What to work on — What is needed is an exact copy of the entries below, from the line that contains "Task: locate the winding" through the final line, both included, and nothing else.

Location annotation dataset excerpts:
=====

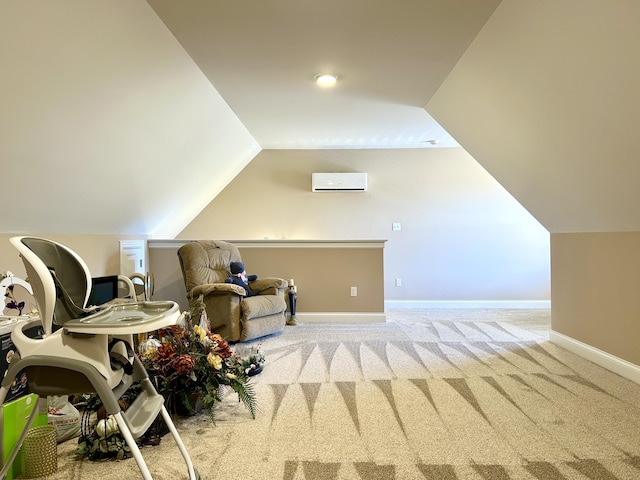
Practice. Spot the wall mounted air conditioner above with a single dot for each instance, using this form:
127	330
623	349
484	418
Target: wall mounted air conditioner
339	182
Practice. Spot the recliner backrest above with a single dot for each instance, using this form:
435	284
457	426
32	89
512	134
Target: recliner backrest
206	261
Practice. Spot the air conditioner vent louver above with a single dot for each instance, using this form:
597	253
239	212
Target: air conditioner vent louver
339	182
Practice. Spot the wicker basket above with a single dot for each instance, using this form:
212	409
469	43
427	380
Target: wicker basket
40	451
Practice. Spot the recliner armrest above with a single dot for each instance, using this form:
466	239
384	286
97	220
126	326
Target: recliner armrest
261	285
216	289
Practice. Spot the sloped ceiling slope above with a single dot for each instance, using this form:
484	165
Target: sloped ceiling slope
390	57
547	100
107	125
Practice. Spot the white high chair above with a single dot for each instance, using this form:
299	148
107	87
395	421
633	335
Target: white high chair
86	350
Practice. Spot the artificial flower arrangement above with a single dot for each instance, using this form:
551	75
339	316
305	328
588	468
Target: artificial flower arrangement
188	360
184	362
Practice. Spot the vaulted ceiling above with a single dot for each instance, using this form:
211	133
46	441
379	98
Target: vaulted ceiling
103	103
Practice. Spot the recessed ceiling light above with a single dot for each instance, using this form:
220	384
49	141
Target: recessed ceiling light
326	79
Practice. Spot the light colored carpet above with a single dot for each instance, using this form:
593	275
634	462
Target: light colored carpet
433	394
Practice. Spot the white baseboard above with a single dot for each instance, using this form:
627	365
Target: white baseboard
453	304
341	317
606	360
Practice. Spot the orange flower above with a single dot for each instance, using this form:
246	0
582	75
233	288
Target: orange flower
183	364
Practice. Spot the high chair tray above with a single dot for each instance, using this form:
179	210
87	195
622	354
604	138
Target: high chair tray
126	318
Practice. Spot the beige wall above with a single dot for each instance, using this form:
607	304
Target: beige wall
463	237
596	280
324	272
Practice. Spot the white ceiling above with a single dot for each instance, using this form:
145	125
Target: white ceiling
390	57
94	131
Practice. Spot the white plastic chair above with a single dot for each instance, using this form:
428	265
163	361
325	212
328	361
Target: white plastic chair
86	350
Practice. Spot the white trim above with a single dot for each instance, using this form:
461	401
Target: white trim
606	360
266	243
455	304
341	317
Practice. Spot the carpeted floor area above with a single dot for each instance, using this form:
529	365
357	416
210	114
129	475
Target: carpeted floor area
432	394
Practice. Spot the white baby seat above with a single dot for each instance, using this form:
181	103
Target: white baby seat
86	350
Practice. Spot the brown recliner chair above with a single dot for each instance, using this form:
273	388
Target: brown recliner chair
205	266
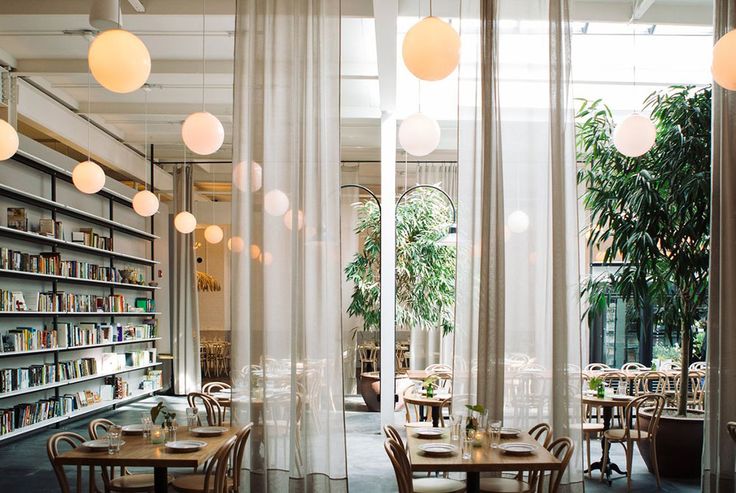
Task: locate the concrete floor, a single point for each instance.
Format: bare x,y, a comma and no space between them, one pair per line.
24,466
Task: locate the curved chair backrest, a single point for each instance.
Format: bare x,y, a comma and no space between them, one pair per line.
541,432
73,440
215,474
213,408
239,454
392,432
400,461
562,449
213,387
97,426
731,427
653,403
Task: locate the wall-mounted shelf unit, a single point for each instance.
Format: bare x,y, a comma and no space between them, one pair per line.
54,206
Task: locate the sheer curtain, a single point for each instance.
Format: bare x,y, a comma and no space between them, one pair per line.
518,210
184,300
719,457
286,325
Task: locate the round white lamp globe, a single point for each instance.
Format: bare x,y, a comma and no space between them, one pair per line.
213,233
276,203
88,177
723,67
185,222
202,133
256,176
288,219
8,140
635,135
145,203
518,221
431,49
119,61
419,134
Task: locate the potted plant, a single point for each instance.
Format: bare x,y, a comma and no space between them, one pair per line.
651,215
423,266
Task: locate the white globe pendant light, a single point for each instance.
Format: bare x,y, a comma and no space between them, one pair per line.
518,221
724,61
202,133
88,177
419,134
431,49
635,135
276,203
8,140
185,222
145,203
119,61
213,234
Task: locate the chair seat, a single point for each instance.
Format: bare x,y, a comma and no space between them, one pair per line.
437,485
503,485
194,483
134,483
617,435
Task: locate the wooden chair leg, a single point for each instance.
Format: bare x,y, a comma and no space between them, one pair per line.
653,447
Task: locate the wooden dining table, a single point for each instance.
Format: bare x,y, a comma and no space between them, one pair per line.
139,452
482,459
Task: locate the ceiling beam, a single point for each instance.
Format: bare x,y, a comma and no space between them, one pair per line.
58,66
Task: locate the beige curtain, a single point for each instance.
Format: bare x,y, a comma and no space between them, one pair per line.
518,305
719,454
184,300
287,341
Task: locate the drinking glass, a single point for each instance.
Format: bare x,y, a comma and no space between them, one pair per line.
192,420
495,434
456,421
147,423
113,439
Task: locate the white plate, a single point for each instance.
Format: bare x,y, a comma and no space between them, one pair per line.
430,432
133,429
185,445
438,449
517,448
208,431
510,432
99,444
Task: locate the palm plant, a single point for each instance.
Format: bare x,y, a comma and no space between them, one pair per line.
652,212
425,269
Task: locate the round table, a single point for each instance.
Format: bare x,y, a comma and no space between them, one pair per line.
608,404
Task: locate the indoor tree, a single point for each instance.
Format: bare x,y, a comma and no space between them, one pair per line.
652,212
425,269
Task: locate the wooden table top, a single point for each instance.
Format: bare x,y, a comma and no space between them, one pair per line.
483,459
138,451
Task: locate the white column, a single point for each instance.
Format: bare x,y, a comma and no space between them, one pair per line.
388,264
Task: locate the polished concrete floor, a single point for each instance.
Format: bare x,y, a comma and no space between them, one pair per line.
24,466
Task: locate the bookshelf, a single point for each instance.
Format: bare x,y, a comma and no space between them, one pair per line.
48,204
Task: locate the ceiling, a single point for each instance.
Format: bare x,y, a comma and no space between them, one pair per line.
45,42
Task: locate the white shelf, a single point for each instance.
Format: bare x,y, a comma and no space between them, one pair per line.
75,348
64,383
79,412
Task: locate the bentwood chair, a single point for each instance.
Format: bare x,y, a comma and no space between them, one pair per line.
215,411
635,431
72,440
542,433
214,479
125,482
199,483
561,449
407,484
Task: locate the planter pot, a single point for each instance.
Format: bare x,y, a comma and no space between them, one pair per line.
370,389
679,444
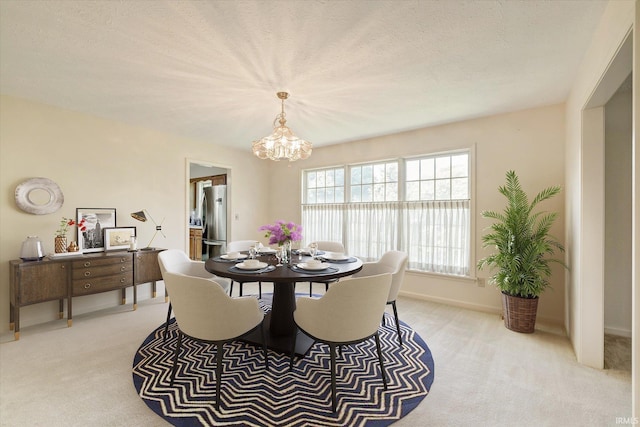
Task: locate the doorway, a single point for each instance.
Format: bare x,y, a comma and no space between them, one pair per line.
203,241
591,307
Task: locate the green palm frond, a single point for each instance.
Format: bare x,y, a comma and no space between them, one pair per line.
520,236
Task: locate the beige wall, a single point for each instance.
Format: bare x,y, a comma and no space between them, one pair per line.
101,163
604,67
585,181
530,142
617,266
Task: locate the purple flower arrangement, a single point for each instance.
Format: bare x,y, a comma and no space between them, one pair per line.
282,232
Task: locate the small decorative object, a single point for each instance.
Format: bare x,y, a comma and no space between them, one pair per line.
118,238
283,233
31,249
60,244
61,233
39,196
91,239
142,217
521,238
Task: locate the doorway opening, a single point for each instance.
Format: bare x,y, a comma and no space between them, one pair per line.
207,209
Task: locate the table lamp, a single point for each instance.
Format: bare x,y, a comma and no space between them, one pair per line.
141,216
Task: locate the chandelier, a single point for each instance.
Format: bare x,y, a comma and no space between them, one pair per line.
282,144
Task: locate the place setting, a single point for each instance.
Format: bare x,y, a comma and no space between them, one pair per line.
336,257
252,266
232,257
313,266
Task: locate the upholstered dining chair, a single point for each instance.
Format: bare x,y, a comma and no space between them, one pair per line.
177,261
206,313
394,262
348,313
242,246
327,246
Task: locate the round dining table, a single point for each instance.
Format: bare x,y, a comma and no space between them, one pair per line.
280,329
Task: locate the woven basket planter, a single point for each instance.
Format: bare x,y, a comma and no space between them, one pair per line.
519,313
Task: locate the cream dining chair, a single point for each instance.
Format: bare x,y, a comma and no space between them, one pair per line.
394,262
206,313
242,246
348,313
326,246
177,261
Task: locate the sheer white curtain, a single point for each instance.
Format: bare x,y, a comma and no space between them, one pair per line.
437,236
371,229
322,222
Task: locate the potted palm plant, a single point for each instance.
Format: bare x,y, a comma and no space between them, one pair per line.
524,252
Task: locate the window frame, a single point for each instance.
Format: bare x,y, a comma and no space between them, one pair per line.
401,182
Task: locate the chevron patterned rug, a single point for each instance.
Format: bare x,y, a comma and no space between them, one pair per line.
252,396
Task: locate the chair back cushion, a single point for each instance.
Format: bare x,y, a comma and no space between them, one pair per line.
349,311
176,261
330,246
240,245
204,310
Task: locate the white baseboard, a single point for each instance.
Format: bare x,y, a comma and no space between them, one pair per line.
620,332
482,308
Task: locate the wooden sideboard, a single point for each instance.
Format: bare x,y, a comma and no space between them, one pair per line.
33,282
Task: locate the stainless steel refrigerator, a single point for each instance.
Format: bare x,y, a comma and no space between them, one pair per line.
214,220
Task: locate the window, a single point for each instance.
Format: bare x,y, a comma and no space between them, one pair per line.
325,186
418,205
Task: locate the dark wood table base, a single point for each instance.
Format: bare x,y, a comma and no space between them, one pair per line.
280,328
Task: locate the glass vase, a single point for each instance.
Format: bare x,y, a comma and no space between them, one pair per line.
286,252
60,244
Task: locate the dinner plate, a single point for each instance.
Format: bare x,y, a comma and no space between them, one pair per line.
319,266
334,256
243,266
240,256
306,251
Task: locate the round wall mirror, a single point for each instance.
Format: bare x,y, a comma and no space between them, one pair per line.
39,196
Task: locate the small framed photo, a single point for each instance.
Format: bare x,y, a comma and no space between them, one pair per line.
118,238
92,238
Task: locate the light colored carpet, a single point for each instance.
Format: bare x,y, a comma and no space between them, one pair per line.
485,375
617,352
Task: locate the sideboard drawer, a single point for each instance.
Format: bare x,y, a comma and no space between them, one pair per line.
101,284
100,271
102,261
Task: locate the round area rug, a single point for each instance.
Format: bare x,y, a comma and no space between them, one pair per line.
252,396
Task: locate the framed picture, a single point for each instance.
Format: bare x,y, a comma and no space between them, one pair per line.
118,238
92,239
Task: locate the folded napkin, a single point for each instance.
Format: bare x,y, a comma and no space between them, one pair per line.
219,259
262,270
328,270
300,251
339,261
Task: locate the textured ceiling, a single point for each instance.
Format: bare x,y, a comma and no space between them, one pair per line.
211,69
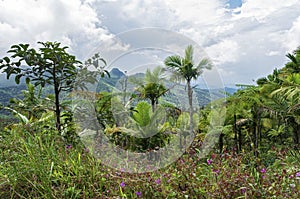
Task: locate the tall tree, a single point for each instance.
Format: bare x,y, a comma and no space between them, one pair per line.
185,69
50,64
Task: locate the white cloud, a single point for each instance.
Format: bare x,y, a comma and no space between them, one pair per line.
73,23
226,51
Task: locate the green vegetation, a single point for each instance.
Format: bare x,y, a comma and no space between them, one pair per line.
257,154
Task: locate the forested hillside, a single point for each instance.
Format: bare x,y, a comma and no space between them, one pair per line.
145,135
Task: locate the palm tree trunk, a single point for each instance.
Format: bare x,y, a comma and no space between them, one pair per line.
235,133
190,95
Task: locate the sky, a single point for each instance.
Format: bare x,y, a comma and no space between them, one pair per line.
245,39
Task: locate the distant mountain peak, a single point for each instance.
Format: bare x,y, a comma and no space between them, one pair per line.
115,72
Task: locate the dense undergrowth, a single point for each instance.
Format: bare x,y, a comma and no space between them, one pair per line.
38,163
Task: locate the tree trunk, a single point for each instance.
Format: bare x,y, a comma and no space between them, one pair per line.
153,103
57,102
57,108
190,96
221,143
259,127
240,139
296,132
255,140
235,133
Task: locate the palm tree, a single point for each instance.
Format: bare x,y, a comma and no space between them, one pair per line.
185,69
152,86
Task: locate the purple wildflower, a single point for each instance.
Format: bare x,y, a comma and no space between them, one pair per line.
157,181
216,171
139,194
243,190
122,184
209,161
263,170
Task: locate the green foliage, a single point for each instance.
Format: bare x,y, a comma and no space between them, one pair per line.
142,113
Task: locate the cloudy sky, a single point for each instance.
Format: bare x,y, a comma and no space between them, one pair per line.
246,39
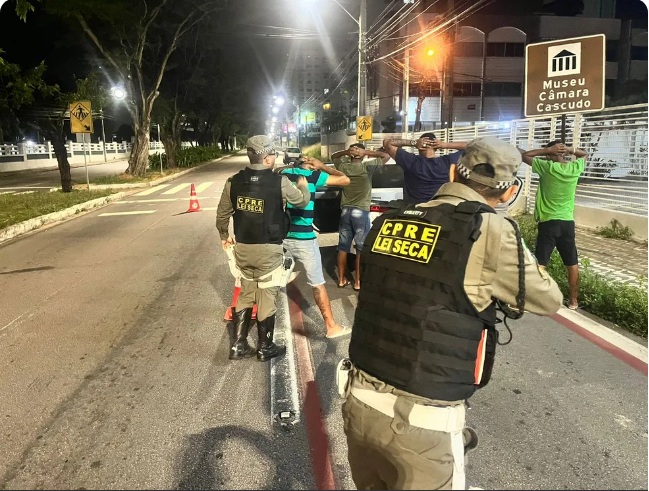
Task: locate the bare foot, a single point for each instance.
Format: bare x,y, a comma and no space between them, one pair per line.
338,330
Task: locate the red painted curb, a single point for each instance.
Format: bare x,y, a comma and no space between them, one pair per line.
618,353
315,425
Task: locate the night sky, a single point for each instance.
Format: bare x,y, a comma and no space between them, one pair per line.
66,50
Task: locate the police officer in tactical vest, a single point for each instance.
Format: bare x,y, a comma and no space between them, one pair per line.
256,197
424,337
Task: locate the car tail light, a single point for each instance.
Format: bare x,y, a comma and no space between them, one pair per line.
378,209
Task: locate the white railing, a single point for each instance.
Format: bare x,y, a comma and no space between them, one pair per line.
616,140
40,155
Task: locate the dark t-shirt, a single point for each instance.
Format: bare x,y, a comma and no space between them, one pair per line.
422,177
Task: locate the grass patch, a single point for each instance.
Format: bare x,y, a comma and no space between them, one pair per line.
130,178
16,208
615,231
623,304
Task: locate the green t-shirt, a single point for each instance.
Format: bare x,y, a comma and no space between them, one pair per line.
555,197
359,191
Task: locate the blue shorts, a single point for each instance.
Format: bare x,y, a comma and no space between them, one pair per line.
354,225
307,253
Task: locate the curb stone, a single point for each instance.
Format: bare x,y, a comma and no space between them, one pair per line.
34,223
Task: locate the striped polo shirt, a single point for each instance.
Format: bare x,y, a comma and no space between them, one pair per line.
302,219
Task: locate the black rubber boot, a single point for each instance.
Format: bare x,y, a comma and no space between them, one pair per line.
240,347
266,349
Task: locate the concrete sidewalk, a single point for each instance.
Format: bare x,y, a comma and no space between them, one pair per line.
622,260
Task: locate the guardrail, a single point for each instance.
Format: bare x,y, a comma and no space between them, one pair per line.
616,140
41,155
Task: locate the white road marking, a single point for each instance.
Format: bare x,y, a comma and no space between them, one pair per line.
178,188
203,186
152,190
283,370
158,200
126,213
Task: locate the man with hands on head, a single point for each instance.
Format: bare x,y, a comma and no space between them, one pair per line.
555,205
301,241
355,204
423,173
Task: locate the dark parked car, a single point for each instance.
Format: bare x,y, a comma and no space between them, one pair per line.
387,185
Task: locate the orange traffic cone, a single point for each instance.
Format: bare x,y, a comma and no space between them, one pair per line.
193,201
235,295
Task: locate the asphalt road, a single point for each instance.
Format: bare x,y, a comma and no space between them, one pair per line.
114,370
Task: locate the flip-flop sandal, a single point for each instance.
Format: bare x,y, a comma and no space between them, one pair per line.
343,332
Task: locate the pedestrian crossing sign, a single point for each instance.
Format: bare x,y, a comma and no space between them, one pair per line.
81,117
364,128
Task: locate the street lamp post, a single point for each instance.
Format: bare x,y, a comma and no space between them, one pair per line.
362,73
103,132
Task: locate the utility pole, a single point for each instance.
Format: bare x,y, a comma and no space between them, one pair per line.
299,121
103,133
362,72
447,84
405,127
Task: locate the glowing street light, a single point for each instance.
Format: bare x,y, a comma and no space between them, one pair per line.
118,93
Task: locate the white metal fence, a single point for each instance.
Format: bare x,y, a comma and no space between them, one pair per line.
616,140
39,155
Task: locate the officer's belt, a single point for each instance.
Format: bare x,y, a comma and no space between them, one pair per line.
448,419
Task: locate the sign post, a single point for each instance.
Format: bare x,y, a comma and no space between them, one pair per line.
81,122
364,128
565,76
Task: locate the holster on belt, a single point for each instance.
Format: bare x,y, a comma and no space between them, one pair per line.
277,277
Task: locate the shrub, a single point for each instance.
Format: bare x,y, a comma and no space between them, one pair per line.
187,157
615,231
623,304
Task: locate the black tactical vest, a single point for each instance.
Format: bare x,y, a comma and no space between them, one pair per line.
414,326
259,216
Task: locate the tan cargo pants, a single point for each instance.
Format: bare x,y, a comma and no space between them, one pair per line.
389,453
255,261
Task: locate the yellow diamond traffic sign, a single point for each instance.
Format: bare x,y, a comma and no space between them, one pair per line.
364,128
81,117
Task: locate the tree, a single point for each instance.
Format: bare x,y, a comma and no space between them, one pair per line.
18,89
137,39
51,120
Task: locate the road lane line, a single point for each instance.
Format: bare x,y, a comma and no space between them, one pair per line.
177,189
157,200
284,398
152,190
203,186
143,212
315,425
621,347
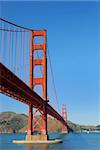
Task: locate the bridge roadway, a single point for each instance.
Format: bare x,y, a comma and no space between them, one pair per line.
14,87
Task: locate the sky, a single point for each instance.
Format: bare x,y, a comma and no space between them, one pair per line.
73,38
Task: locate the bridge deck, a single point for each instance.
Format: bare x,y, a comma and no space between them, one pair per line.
14,87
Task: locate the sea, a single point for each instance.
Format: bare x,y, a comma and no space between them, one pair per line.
71,141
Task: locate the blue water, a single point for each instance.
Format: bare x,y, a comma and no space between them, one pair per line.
72,141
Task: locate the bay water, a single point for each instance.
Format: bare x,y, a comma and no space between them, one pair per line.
71,141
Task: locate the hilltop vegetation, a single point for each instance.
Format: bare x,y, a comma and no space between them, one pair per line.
12,122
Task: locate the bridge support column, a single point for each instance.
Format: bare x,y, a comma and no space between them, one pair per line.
30,122
42,81
64,115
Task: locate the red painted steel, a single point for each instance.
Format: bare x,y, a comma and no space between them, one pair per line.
64,115
39,81
12,86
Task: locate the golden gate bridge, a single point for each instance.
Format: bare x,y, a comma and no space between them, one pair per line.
24,67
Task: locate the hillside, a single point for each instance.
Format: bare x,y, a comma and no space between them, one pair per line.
12,122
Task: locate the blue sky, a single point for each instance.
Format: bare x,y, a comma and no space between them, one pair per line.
73,30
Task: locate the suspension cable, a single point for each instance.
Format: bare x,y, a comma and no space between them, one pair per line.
53,79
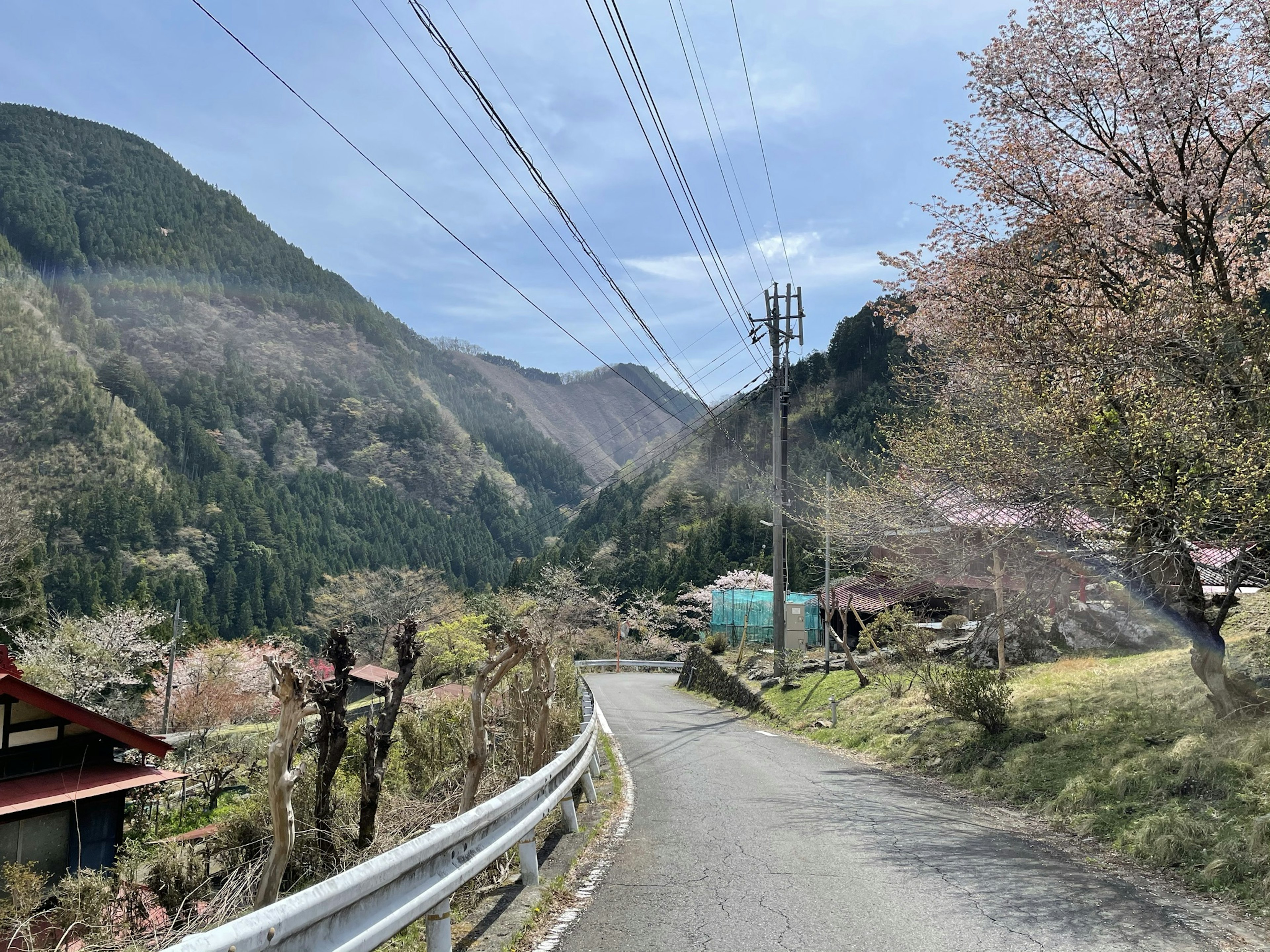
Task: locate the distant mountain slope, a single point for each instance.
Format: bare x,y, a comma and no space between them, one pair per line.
192,408
699,515
605,418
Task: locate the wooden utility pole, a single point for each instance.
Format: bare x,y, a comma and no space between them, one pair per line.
780,338
999,586
172,663
826,619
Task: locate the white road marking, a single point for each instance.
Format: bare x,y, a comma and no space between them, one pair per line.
582,894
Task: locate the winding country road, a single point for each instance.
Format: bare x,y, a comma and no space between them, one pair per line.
743,843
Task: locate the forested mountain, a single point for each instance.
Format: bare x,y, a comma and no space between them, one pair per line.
192,408
698,516
605,418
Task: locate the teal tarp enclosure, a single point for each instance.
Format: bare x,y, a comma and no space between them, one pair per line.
730,610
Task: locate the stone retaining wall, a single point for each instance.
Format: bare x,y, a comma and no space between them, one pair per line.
701,672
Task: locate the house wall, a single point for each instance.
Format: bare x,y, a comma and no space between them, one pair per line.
65,838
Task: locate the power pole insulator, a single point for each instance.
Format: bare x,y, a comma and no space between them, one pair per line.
779,324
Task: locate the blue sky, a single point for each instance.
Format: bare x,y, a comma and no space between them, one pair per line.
851,99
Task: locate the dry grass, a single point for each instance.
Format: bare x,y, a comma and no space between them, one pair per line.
1123,748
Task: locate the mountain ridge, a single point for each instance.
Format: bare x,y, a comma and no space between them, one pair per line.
298,431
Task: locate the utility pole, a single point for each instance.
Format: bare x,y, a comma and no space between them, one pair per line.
780,337
826,619
172,663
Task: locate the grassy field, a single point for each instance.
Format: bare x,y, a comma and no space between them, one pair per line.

=====

Output for this exercise —
Task: locate the winding country road, a single point for each instance.
Format: bare x,y, a comma and no space between them, one pair per line.
743,843
Task: locate the forested mountain, a single point for each instance.
Format: bare x,y, a comma and no space between them, one pair per line.
192,408
698,516
605,418
Task: locate the teal tarp enclosure, a single point for each instance.
Format: bare x,y, a comma and no space between them, one pair per line.
730,610
Task: locate the stone retaining wall, a single point for each instance.
Format: bare x,y, a comma and no space between them, one pair per line.
701,672
Task: locate the house wall, a single point for each instance.
Format: bare x,y, a comma and no space between them, one pair per line.
65,838
Task: locate the power pole insulator, a single point for each instance.
Format: bare x,y, a comma and no space between them, one pair per line.
779,324
Task: locate the blue sky, a single point for each instance.
Format: bare x,y, a comma and no space between them, one pair per line.
851,99
Task: locate the dry grass, a single point for each instance.
Format: bare x,y, a comma and no space between them, one pair per line.
1123,748
Task: locate the mountain ridge, a single point for each instance.
Format: bare x,y, a comma and no space between them, one pair per line.
298,431
Task: locate the utility pole, a single point for each instance.
Format: bare x,y, a comma and no space between them, one pair per line.
780,337
826,619
172,663
Task: locate the grassy field, a single point for each instance.
Format: bare x,y, a comma and no space between them, one pair per line.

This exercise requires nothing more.